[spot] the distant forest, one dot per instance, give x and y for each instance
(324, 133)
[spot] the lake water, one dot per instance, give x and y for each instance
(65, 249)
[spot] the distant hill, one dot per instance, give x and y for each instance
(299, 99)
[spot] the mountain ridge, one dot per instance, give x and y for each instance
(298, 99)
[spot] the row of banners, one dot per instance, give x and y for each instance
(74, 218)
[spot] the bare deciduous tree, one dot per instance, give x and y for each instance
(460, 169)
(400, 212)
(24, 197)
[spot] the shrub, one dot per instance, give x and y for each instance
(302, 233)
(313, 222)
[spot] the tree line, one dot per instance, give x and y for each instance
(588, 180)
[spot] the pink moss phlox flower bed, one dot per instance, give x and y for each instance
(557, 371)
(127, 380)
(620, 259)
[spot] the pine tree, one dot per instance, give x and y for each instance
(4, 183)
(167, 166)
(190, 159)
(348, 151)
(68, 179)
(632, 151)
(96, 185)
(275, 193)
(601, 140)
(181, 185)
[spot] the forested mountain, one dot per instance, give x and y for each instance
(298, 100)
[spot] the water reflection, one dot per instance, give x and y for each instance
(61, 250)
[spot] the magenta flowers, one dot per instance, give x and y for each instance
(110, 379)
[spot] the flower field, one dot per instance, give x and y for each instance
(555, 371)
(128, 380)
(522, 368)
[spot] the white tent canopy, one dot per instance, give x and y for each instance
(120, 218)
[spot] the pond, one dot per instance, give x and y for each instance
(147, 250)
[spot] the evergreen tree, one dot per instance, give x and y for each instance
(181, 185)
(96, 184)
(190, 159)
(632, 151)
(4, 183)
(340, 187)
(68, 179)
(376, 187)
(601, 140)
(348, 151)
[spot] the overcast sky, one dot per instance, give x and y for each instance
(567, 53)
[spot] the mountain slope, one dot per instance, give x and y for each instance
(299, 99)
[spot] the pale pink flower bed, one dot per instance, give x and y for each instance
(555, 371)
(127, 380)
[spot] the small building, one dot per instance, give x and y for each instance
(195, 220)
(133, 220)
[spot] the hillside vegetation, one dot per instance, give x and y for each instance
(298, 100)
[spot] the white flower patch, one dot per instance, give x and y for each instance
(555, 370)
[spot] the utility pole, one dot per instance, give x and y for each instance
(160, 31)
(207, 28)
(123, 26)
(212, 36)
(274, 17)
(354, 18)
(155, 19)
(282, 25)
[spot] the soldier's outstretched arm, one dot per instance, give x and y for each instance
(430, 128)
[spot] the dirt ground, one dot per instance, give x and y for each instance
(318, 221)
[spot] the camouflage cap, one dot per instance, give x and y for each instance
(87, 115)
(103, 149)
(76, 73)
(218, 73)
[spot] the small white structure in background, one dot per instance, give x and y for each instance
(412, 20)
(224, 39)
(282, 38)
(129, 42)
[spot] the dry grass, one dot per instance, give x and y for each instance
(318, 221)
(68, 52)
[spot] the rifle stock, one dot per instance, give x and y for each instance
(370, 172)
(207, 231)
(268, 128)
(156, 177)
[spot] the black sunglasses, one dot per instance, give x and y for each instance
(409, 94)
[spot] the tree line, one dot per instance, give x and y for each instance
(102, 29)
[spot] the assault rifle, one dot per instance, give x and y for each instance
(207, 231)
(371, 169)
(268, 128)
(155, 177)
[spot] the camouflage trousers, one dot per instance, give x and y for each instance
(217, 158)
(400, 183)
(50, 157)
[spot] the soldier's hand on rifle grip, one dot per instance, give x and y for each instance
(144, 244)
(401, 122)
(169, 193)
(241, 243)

───

§ **GOAL**:
Repeat exactly the lines from the line containing "[spot] the pale" through the last line of the records above, including both, and nothing else.

§ **TASK OUTPUT**:
[spot] the pale pink flower bed, one dot per instance, give x and y for each instance
(555, 371)
(127, 380)
[spot] the small building, one dot per instance, give x and y for each instance
(195, 220)
(133, 220)
[spot] the hillside vegetation, one dot per instance, give x and y for each instance
(298, 100)
[spot] the white flower patch, one dot per instance, give x and y for each instance
(555, 370)
[spot] the utility pole, one dot per instance, give x and y for each instance
(160, 31)
(207, 28)
(123, 26)
(212, 36)
(274, 17)
(354, 18)
(155, 19)
(282, 25)
[spot] the soldier's outstretched arm, one dot per instance, give x and y for each instance
(430, 128)
[spot] the dirt ground, one dot per instance, give x and y for each instance
(318, 221)
[spot] the camouflage cap, one dot per instance, give x and y for each instance
(87, 115)
(103, 149)
(76, 73)
(218, 73)
[spot] the small white structure in background, one dot per instance, give x and y for each instance
(412, 20)
(224, 39)
(282, 38)
(129, 42)
[spot] the dry grass, one dot per instance, give x and y for each instance
(318, 221)
(68, 52)
[spot] the rifle stock, one dot per instance, give x and y for each instance
(370, 172)
(207, 231)
(268, 128)
(156, 177)
[spot] the black sunglasses, one dot per instance, give x and y for each instance
(409, 94)
[spot] the tree line, one dot per instance, give x and y for each instance
(102, 29)
[spot] the assault rifle, one dot per instance, give x and y for each instance
(207, 231)
(371, 169)
(268, 128)
(155, 177)
[spot] the camouflage trousers, one dot per instance, give x and y for each instance
(217, 158)
(400, 183)
(50, 157)
[spot] the soldier's hand on rifle grip, one dot per instance, give x and y for each instance
(144, 244)
(401, 122)
(169, 193)
(241, 243)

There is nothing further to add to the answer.